**Source material**
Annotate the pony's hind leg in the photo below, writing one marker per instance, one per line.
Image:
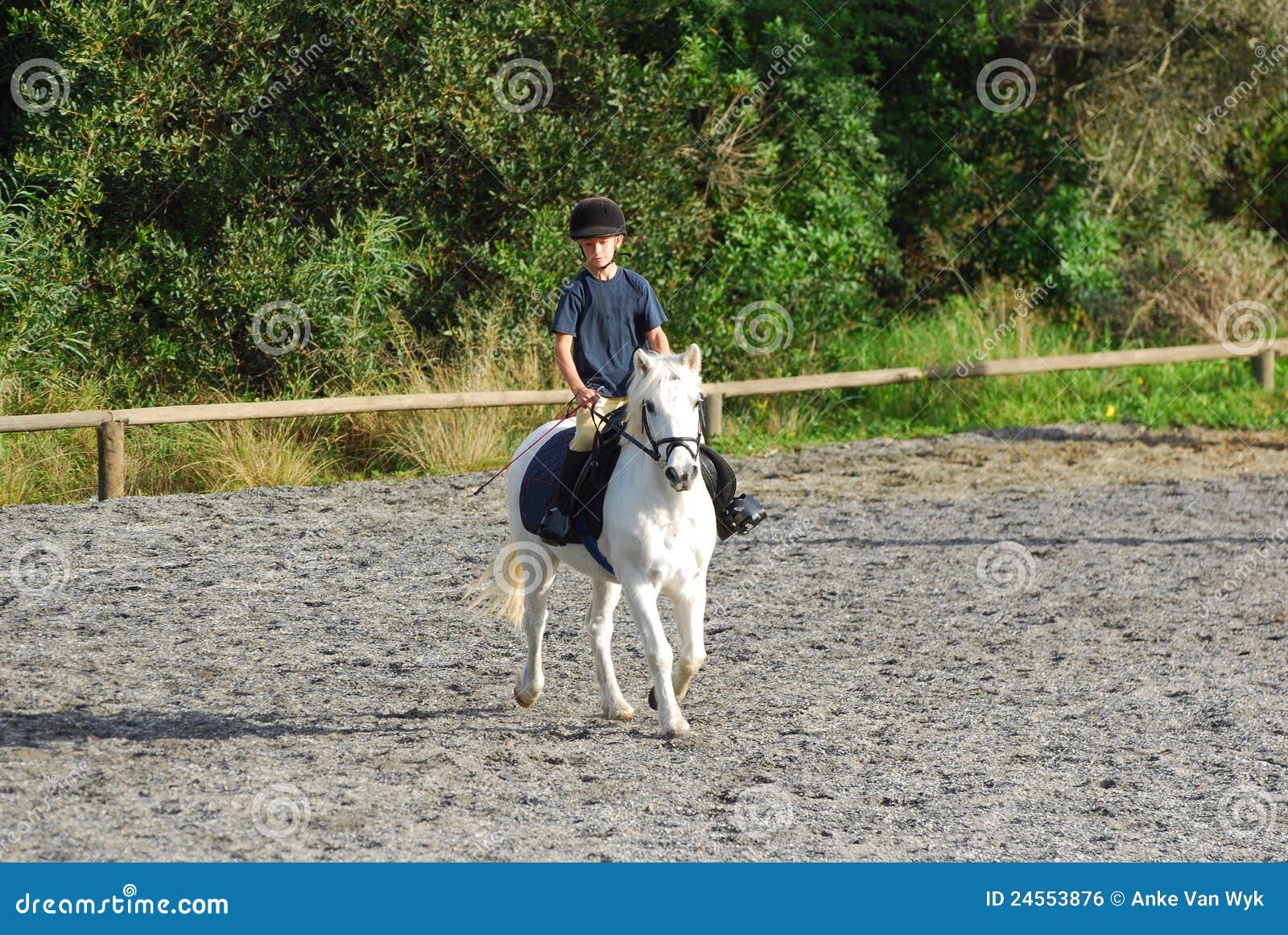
(599, 621)
(539, 573)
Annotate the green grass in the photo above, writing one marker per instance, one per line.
(60, 466)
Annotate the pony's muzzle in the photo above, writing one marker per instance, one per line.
(682, 479)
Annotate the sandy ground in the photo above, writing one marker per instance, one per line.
(1059, 643)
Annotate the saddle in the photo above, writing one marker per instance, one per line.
(734, 514)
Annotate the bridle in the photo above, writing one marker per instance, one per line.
(654, 447)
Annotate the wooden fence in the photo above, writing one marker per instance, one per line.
(111, 423)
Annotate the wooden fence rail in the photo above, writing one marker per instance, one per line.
(111, 423)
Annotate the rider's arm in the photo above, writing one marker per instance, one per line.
(657, 340)
(564, 357)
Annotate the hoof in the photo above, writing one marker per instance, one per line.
(526, 698)
(680, 729)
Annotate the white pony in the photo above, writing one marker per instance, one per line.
(660, 528)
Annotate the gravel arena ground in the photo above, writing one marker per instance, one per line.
(1058, 643)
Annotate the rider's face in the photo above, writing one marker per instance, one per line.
(599, 251)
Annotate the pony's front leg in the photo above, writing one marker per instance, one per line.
(599, 621)
(538, 578)
(643, 602)
(691, 606)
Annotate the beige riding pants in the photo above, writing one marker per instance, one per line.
(585, 436)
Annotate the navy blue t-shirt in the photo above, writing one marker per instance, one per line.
(609, 322)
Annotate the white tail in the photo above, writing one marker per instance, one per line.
(499, 590)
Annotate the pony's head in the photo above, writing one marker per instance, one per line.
(663, 401)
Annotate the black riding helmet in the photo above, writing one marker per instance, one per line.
(597, 218)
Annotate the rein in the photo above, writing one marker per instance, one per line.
(671, 442)
(568, 411)
(652, 449)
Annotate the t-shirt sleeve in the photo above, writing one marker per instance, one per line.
(567, 311)
(654, 313)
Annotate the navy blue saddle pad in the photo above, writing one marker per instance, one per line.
(541, 485)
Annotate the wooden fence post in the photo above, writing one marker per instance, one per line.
(1264, 369)
(715, 412)
(111, 460)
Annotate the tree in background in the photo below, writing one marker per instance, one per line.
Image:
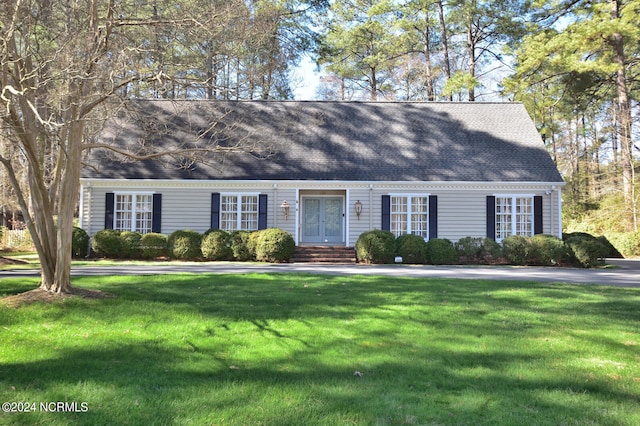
(66, 67)
(361, 44)
(577, 70)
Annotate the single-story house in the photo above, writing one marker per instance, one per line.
(324, 171)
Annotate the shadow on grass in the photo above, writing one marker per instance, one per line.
(444, 376)
(136, 383)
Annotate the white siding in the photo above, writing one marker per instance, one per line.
(187, 205)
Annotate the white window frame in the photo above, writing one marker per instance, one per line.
(131, 223)
(242, 220)
(410, 215)
(515, 220)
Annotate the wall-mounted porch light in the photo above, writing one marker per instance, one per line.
(285, 209)
(358, 208)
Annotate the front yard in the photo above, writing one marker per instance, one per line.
(291, 349)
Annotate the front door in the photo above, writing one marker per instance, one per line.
(322, 220)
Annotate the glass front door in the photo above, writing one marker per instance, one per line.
(322, 220)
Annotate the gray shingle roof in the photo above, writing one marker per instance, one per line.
(356, 141)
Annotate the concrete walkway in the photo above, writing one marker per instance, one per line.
(625, 273)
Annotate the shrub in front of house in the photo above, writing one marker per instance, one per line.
(274, 245)
(106, 243)
(491, 250)
(516, 249)
(412, 249)
(627, 244)
(587, 250)
(441, 251)
(216, 245)
(469, 249)
(547, 250)
(376, 246)
(79, 242)
(240, 245)
(130, 244)
(184, 245)
(474, 250)
(252, 243)
(153, 245)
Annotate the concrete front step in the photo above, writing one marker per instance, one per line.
(324, 254)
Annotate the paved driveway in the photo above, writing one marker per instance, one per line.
(625, 274)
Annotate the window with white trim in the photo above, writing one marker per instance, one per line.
(409, 215)
(133, 212)
(514, 216)
(239, 212)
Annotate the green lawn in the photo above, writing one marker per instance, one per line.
(271, 349)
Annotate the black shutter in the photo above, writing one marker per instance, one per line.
(109, 206)
(386, 212)
(491, 217)
(537, 215)
(433, 217)
(215, 210)
(156, 216)
(262, 211)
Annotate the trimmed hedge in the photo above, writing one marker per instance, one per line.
(441, 251)
(107, 243)
(376, 247)
(473, 250)
(153, 245)
(79, 242)
(588, 250)
(516, 249)
(412, 248)
(184, 245)
(240, 246)
(216, 245)
(274, 245)
(130, 244)
(547, 250)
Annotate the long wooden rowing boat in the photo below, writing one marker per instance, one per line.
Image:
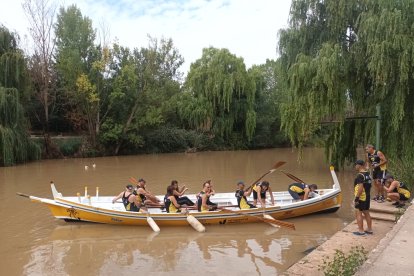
(100, 209)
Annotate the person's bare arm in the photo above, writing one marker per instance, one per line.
(248, 192)
(204, 201)
(147, 194)
(117, 197)
(392, 186)
(261, 200)
(367, 162)
(360, 190)
(383, 159)
(174, 201)
(306, 195)
(272, 199)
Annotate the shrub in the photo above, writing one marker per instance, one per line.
(344, 264)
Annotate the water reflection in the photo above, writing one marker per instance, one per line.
(104, 249)
(35, 243)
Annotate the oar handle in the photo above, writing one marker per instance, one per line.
(275, 167)
(23, 195)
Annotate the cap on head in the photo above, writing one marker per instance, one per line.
(265, 184)
(389, 177)
(360, 162)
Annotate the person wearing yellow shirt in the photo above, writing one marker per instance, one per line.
(362, 191)
(241, 195)
(397, 191)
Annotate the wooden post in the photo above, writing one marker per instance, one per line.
(378, 127)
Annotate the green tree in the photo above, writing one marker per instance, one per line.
(267, 102)
(15, 143)
(220, 95)
(342, 58)
(79, 69)
(143, 81)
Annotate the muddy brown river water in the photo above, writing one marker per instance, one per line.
(35, 243)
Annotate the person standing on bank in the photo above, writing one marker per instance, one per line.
(378, 162)
(397, 191)
(362, 190)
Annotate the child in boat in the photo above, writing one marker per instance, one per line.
(179, 192)
(259, 192)
(203, 198)
(171, 204)
(302, 191)
(397, 191)
(130, 201)
(146, 197)
(241, 195)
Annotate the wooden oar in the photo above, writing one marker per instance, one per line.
(152, 223)
(23, 195)
(291, 176)
(271, 221)
(274, 168)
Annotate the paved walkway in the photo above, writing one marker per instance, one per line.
(394, 254)
(384, 229)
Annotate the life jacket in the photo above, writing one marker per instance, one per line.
(200, 202)
(257, 188)
(366, 186)
(129, 206)
(298, 188)
(242, 200)
(375, 159)
(170, 207)
(403, 189)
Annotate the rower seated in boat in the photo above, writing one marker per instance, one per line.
(171, 204)
(302, 191)
(259, 193)
(146, 197)
(130, 201)
(203, 198)
(179, 192)
(241, 195)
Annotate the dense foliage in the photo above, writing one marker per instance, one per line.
(15, 145)
(340, 58)
(125, 100)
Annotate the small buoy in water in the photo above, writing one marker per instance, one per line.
(152, 224)
(195, 224)
(266, 216)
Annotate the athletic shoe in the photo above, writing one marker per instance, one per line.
(400, 205)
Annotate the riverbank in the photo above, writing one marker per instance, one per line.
(393, 255)
(385, 231)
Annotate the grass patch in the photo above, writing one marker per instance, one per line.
(344, 264)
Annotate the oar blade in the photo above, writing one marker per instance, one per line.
(294, 178)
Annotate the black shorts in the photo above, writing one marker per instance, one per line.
(295, 195)
(378, 174)
(263, 195)
(402, 197)
(364, 205)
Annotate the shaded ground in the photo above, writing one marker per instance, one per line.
(383, 222)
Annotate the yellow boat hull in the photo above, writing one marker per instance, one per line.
(68, 210)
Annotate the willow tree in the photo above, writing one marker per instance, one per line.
(221, 95)
(15, 143)
(13, 66)
(341, 58)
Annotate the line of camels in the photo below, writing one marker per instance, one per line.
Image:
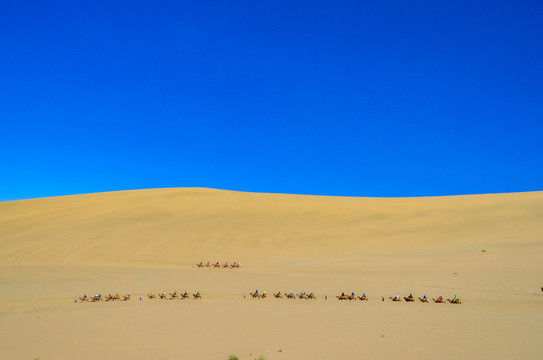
(263, 295)
(234, 265)
(424, 299)
(116, 297)
(354, 297)
(290, 295)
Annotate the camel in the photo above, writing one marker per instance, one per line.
(454, 301)
(111, 297)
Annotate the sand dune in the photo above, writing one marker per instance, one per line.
(485, 248)
(180, 226)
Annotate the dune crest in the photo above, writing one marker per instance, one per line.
(186, 225)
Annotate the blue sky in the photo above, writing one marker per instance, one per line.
(396, 98)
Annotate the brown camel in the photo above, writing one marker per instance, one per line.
(454, 301)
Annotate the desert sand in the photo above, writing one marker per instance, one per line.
(487, 249)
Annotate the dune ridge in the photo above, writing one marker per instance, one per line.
(487, 249)
(180, 225)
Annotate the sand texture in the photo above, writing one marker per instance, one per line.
(487, 249)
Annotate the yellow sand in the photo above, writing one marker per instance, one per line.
(487, 249)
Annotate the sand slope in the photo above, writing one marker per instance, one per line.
(177, 226)
(54, 249)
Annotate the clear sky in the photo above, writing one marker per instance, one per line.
(376, 98)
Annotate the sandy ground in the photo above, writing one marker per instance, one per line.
(487, 249)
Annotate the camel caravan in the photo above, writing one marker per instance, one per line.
(98, 298)
(217, 265)
(279, 295)
(352, 297)
(151, 296)
(424, 299)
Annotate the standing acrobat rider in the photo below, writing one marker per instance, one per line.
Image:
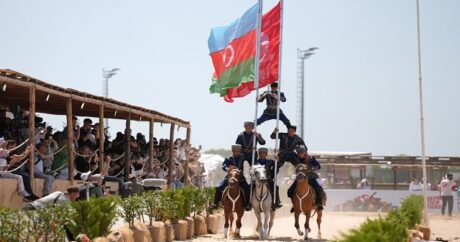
(234, 161)
(313, 165)
(272, 102)
(270, 168)
(245, 139)
(288, 143)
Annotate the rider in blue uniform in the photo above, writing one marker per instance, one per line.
(313, 165)
(270, 168)
(288, 143)
(272, 101)
(234, 161)
(246, 140)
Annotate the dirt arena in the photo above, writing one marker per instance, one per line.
(333, 224)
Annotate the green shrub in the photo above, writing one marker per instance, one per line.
(132, 208)
(94, 217)
(412, 210)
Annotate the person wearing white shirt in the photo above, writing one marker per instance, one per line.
(415, 185)
(447, 186)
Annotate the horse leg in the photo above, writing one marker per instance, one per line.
(296, 217)
(227, 217)
(270, 224)
(267, 210)
(239, 215)
(230, 216)
(307, 224)
(319, 215)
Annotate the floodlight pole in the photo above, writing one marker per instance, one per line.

**Problem description**
Go over the entries above and say how many lines hold the string "below", with no other text.

**Result for this task**
5